* Task directions
Repeat the data that follows, word for word, without the images.

* Raw data
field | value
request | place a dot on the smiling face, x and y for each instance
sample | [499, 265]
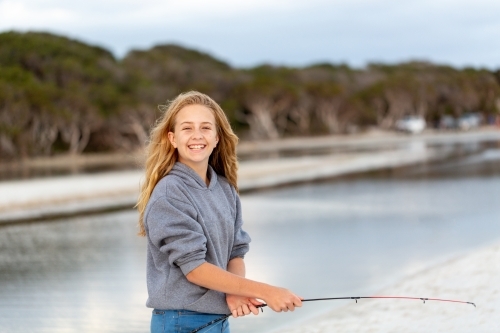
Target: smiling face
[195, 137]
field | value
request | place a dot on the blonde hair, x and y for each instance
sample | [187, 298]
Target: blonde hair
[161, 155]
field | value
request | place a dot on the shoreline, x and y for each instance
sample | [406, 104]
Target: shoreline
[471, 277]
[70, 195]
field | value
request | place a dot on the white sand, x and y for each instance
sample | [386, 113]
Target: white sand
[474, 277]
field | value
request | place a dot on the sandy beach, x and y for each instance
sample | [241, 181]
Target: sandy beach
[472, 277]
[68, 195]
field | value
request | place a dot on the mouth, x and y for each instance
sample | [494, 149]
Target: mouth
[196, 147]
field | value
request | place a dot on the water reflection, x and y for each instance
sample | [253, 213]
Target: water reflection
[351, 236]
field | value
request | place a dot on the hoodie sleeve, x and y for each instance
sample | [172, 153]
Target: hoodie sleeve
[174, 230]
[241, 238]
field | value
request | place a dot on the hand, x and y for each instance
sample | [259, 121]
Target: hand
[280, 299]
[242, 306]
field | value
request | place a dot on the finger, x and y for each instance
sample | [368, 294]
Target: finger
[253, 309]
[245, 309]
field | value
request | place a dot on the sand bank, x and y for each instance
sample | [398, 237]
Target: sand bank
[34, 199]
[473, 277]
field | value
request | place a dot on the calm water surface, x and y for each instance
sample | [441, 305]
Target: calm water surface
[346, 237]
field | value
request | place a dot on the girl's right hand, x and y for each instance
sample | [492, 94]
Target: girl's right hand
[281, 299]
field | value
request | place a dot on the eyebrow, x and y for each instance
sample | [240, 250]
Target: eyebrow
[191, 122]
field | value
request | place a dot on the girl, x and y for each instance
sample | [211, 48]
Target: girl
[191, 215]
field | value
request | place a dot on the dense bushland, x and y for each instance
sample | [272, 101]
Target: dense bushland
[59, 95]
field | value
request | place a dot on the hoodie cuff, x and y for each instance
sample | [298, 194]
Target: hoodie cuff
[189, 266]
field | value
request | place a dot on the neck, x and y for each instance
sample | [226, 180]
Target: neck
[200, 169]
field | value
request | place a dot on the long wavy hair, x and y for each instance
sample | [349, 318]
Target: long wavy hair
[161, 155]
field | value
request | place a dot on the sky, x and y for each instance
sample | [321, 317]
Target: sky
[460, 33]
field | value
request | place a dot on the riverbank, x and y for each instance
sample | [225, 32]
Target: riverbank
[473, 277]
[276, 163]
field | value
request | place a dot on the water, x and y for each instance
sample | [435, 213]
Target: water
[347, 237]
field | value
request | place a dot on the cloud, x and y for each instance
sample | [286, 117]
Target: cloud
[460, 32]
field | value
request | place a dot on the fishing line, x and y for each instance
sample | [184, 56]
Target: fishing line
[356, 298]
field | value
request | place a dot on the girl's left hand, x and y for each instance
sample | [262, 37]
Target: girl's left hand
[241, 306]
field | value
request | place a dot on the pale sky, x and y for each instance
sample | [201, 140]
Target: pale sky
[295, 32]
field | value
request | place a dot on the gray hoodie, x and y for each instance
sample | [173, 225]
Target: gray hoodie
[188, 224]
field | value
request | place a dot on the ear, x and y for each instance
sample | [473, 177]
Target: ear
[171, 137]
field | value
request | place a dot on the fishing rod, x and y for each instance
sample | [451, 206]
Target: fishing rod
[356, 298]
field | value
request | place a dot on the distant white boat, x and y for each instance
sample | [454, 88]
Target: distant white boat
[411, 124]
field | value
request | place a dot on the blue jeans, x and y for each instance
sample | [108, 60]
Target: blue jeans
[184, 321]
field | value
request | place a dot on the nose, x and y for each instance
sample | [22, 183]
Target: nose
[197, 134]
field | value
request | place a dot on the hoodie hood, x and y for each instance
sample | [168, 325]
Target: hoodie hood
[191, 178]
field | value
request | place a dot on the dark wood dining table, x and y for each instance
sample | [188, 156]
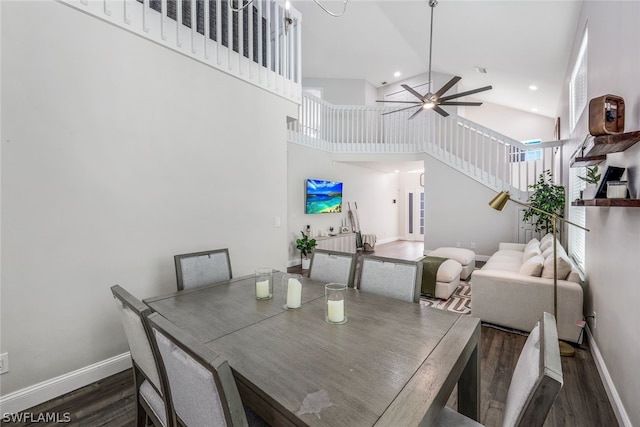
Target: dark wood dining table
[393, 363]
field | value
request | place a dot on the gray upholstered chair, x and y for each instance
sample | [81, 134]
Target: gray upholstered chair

* Written answer
field | value
request | place a dot on the smiling face, x and y for each instance
sample | [499, 265]
Target: smiling face
[195, 137]
field | value
request | place a dot on the blonde hair, x and y for each instance
sample | [187, 298]
Target: blonde hair
[161, 155]
field | value
request | place a dot on the shoreline, x and y for each instance
sample | [406, 104]
Target: shoreline
[471, 277]
[70, 195]
field | value
request | place a dot on the white sand, x and y for each instance
sample | [386, 113]
Target: white sand
[474, 277]
field | value
request | place a dot on the sandy beach, x and y for each instance
sample | [241, 181]
Target: sandy beach
[472, 277]
[68, 195]
field | value
request | place a dot on the mouth, x and y for each instance
sample | [494, 149]
Target: mouth
[196, 147]
field | value
request | place a dot on the water reflection, x and y for each instance
sample | [253, 213]
Target: water reflection
[351, 236]
field | value
request | place a dot on the hoodie sleeve, x and y for each instance
sample | [172, 153]
Target: hoodie sleeve
[174, 230]
[241, 238]
field | value
request | place a dot on the hand, x and y for each instance
sample | [259, 121]
Target: hand
[280, 299]
[242, 306]
field | value
request | place a dot on the finger, x and y for each instance
sample | [368, 294]
Target: finger
[253, 309]
[245, 309]
field | value
request | place a dot on the sand bank, x and y for each instance
sample | [398, 237]
Target: sand bank
[34, 199]
[473, 277]
field | value
request | place a dot on the calm water surface, x and y for each instance
sample | [441, 305]
Target: calm water surface
[346, 237]
field | value
request | place a dot on the girl's right hand, x and y for each instance
sample | [492, 94]
Target: girl's right hand
[281, 299]
field | value
request | place a dot on the eyebrow, x and y for each instance
sample | [240, 250]
Target: eyebrow
[191, 122]
field | value
request | place a dot on the girl, x and y for each instance
sample | [211, 48]
Target: girl
[191, 215]
field | value
request | place a dot on the dense bushland, x and y for each instance
sample | [272, 101]
Target: dense bushland
[59, 95]
field | value
request | place a dot on the hoodie cuff, x and y for each instance
sample | [298, 194]
Target: hoodie cuff
[189, 266]
field | value
request | place a dot on the neck, x and y for each instance
sample | [226, 180]
Target: neck
[200, 169]
field | value
request | place a dot on the long wavy hair, x and y for each instance
sample | [349, 318]
Target: long wavy hair
[161, 155]
field | value
request | place a dot on the sky, x and y for each instance
sample | [321, 317]
Target: sky
[460, 33]
field | value
request | place a dot on the riverbank, x and y for each instance
sample | [225, 32]
Target: riverbank
[473, 277]
[276, 163]
field | value
request | place a dot on the water, x and y for each instance
sample | [435, 213]
Target: water
[347, 237]
field | value
request | place a dot on the cloud, x and y for each instance
sample | [286, 117]
Target: cloud
[460, 32]
field | value
request | place a dot on the fishing line, x and y for each instance
sample | [184, 56]
Target: fishing line
[356, 298]
field | value
request | place a dot on the girl's left hand, x and y for each instance
sample | [262, 37]
Target: girl's left hand
[241, 306]
field | value
request | place a dot on the pale sky, x and y for each instance
sample | [201, 140]
Target: pale sky
[295, 32]
field | value
request | place a dot on the gray hoodie, x and y for each instance
sample | [173, 225]
Target: gray hoodie
[188, 224]
field | value
request | place a dot on the ear, x and y for each instance
sample | [473, 177]
Target: ear
[171, 137]
field | value
request | place a dot on the fishing rod, x and y for each instance
sample | [451, 206]
Target: fishing rod
[356, 298]
field | value
request | place a dot on the distant white boat, x and y for each instance
sample | [454, 88]
Target: distant white boat
[411, 124]
field | value
request | place a dot on the blue jeans, x and y for each instance
sample | [108, 60]
Target: blue jeans
[184, 321]
field | value
request | place a dot on the nose, x and y for each instance
sample | [22, 183]
Target: nose
[197, 134]
field | value
request | place a dot on the hoodie hood, x and y for each instance
sample | [168, 325]
Target: hoodie hood
[191, 178]
field | value
request | place a dot on the dark wood dining table, x and y for each instance
sample | [188, 156]
Target: dark wood dining table
[393, 363]
field | value
request | place a dot on the gray upholstered chair, x and y for each instance
sample | [81, 134]
Target: gray upholstered chair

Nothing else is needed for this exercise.